> **PROVIDED RECORDS**:
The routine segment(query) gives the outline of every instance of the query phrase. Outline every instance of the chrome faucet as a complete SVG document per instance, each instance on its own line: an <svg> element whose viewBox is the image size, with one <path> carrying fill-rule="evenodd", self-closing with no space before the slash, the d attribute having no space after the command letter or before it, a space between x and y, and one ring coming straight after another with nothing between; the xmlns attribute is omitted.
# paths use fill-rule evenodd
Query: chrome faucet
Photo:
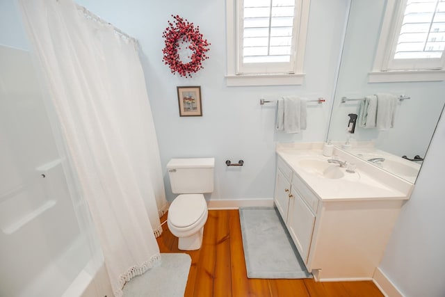
<svg viewBox="0 0 445 297"><path fill-rule="evenodd" d="M340 160L336 160L334 159L327 159L327 163L334 163L336 164L339 164L340 167L346 167L348 166L348 164L346 163L346 162L343 162L342 161Z"/></svg>
<svg viewBox="0 0 445 297"><path fill-rule="evenodd" d="M372 158L368 160L371 163L383 162L384 161L385 158Z"/></svg>

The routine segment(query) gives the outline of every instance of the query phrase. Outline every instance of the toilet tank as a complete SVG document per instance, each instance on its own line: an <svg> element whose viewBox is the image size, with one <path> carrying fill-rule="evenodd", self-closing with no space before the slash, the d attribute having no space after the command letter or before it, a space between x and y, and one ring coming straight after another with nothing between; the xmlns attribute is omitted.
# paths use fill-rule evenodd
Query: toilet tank
<svg viewBox="0 0 445 297"><path fill-rule="evenodd" d="M167 164L172 191L175 194L213 191L215 158L172 159Z"/></svg>

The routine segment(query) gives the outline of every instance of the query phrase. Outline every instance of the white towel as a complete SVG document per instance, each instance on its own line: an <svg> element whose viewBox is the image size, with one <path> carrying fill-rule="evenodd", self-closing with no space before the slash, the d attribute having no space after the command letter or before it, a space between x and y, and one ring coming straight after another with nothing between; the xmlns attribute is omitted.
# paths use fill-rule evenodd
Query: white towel
<svg viewBox="0 0 445 297"><path fill-rule="evenodd" d="M392 94L377 94L377 118L375 125L380 131L394 127L397 97Z"/></svg>
<svg viewBox="0 0 445 297"><path fill-rule="evenodd" d="M366 96L360 103L358 124L362 128L375 128L377 116L377 96Z"/></svg>
<svg viewBox="0 0 445 297"><path fill-rule="evenodd" d="M280 98L277 101L277 130L284 129L284 99Z"/></svg>
<svg viewBox="0 0 445 297"><path fill-rule="evenodd" d="M278 99L277 103L277 130L286 133L299 133L307 127L307 99L294 96Z"/></svg>

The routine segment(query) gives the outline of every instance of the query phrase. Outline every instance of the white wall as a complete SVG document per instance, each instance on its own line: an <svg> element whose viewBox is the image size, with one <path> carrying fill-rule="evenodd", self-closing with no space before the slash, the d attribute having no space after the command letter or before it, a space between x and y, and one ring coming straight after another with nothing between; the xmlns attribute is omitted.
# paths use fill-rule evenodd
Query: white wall
<svg viewBox="0 0 445 297"><path fill-rule="evenodd" d="M173 157L215 156L216 188L212 200L270 198L275 179L277 142L323 141L329 122L333 88L346 15L346 0L311 3L305 83L299 86L226 87L225 1L191 0L77 0L92 13L136 38L156 125L162 166ZM192 79L172 75L162 62L162 32L170 15L199 25L211 43L204 69ZM180 118L176 87L201 86L203 116ZM261 96L276 99L298 95L323 97L325 104L311 104L308 128L286 135L274 131L275 105L260 106ZM225 161L244 161L242 168ZM167 195L174 198L165 172Z"/></svg>
<svg viewBox="0 0 445 297"><path fill-rule="evenodd" d="M380 265L407 297L445 296L445 116Z"/></svg>
<svg viewBox="0 0 445 297"><path fill-rule="evenodd" d="M445 103L445 83L368 83L386 2L354 0L352 3L329 138L344 141L348 134L358 140L374 140L378 147L400 156L423 156ZM359 102L341 104L341 97L363 97L378 93L403 94L411 97L399 103L394 128L378 131L356 127L354 134L347 134L348 114L358 114Z"/></svg>

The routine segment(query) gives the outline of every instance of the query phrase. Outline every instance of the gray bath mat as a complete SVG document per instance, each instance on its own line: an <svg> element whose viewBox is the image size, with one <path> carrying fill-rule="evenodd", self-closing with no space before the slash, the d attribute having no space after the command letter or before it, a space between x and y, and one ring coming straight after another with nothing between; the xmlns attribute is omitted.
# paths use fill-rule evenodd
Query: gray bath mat
<svg viewBox="0 0 445 297"><path fill-rule="evenodd" d="M125 284L123 297L182 297L192 259L187 254L161 254L161 265Z"/></svg>
<svg viewBox="0 0 445 297"><path fill-rule="evenodd" d="M240 208L249 278L312 278L275 208Z"/></svg>

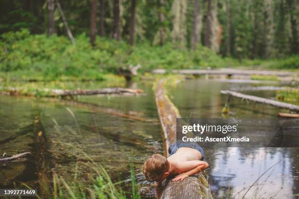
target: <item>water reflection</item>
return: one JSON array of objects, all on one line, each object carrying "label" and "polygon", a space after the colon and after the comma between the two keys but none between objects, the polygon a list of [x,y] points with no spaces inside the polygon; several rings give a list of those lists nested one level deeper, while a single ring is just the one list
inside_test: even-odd
[{"label": "water reflection", "polygon": [[[220,83],[201,80],[186,81],[173,90],[172,100],[183,117],[221,118],[226,96],[220,95],[220,91],[251,85],[248,82]],[[244,92],[267,98],[275,96],[274,91]],[[279,111],[275,107],[253,104],[233,98],[230,102],[230,116],[276,118]],[[297,134],[296,136],[298,138],[299,135]],[[204,146],[204,149],[206,159],[210,166],[207,170],[209,181],[215,198],[242,198],[253,184],[245,198],[293,199],[298,197],[296,194],[299,192],[299,148],[215,148]]]},{"label": "water reflection", "polygon": [[[234,86],[250,86],[250,83],[217,82],[205,80],[186,80],[171,93],[171,100],[183,117],[212,118],[221,117],[226,96],[221,89]],[[153,153],[162,153],[161,128],[151,85],[139,83],[145,96],[126,97],[86,97],[79,100],[97,106],[114,108],[125,113],[135,113],[152,119],[152,122],[133,121],[103,112],[65,106],[55,102],[28,98],[1,96],[0,98],[0,152],[9,155],[32,150],[34,145],[32,122],[40,113],[48,139],[55,169],[66,180],[73,178],[75,163],[84,161],[83,151],[104,165],[114,179],[129,180],[130,158],[135,166],[137,182],[144,198],[154,198],[152,184],[147,181],[141,173],[145,159]],[[279,85],[278,85],[279,86]],[[136,85],[133,86],[136,87]],[[268,98],[274,91],[248,91]],[[78,122],[65,109],[73,112]],[[247,104],[233,99],[230,117],[276,118],[279,109],[260,104]],[[78,130],[78,126],[80,131]],[[299,135],[299,134],[298,134]],[[64,144],[66,143],[69,145]],[[71,146],[70,145],[74,146]],[[209,181],[215,198],[230,198],[244,188],[251,185],[271,166],[282,161],[268,171],[254,185],[245,198],[296,198],[299,192],[298,177],[299,151],[298,148],[214,148],[205,147]],[[26,162],[12,163],[0,167],[0,185],[13,187],[14,180],[25,181],[36,185],[37,178],[34,158]],[[79,175],[88,183],[87,168],[81,167]],[[31,178],[29,176],[31,176]],[[129,186],[129,183],[127,183]],[[124,188],[126,189],[126,184]],[[246,190],[235,198],[241,198]]]}]

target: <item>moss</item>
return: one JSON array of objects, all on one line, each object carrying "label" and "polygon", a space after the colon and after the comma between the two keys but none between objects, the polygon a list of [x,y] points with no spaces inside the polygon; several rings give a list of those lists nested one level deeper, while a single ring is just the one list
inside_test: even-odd
[{"label": "moss", "polygon": [[276,75],[252,75],[251,79],[253,80],[279,80],[279,78]]}]

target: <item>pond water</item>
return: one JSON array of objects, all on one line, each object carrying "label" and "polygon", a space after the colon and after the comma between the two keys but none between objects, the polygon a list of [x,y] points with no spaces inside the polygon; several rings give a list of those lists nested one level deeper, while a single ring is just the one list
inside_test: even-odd
[{"label": "pond water", "polygon": [[[226,101],[226,96],[220,94],[221,90],[256,85],[250,82],[187,80],[171,89],[171,99],[183,117],[218,118],[222,117],[221,110]],[[71,182],[76,162],[79,161],[83,163],[79,165],[78,179],[90,183],[94,172],[84,163],[91,158],[103,165],[113,180],[126,179],[128,182],[132,162],[143,198],[154,198],[152,183],[147,181],[141,173],[147,157],[163,153],[154,97],[148,82],[134,82],[128,87],[143,89],[147,95],[84,97],[79,98],[81,102],[77,103],[1,96],[0,153],[10,156],[31,151],[32,155],[23,161],[0,165],[0,187],[12,187],[14,181],[38,186],[34,131],[34,118],[38,115],[47,140],[46,161],[59,176]],[[242,92],[267,98],[275,96],[274,91]],[[229,117],[236,118],[274,118],[280,111],[234,98],[230,107]],[[146,120],[111,115],[111,110]],[[299,141],[299,135],[292,139]],[[299,148],[203,148],[210,165],[207,170],[208,181],[215,198],[235,195],[235,198],[242,198],[247,189],[242,190],[261,175],[245,198],[291,199],[296,198],[295,194],[299,193]],[[124,184],[125,189],[128,184]]]}]

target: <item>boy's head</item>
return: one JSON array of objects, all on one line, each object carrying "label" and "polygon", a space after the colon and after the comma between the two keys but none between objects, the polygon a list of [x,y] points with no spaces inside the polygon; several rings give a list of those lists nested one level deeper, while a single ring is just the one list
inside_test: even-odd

> **DIRECTIVE**: Begin at the line of the listing that contains "the white wall" and stop after the line that contains "Query: white wall", and convert those lines into a JSON list of strings, one string per line, leaving out any blank lines.

> **WRITTEN RESPONSE**:
[
  "The routine segment(query) gives the outline of every instance of the query phrase. Outline every instance of the white wall as a complete SVG document per instance, each instance on its own line: an <svg> element whose viewBox is the image size, with one <path> carrying fill-rule=\"evenodd\", self-closing with no space before the slash, the d attribute having no space after the command letter or before it, a space between x and y, and one ring coming straight after another with nothing between; the xmlns attribute is omitted.",
  "# paths use fill-rule evenodd",
  "Query: white wall"
]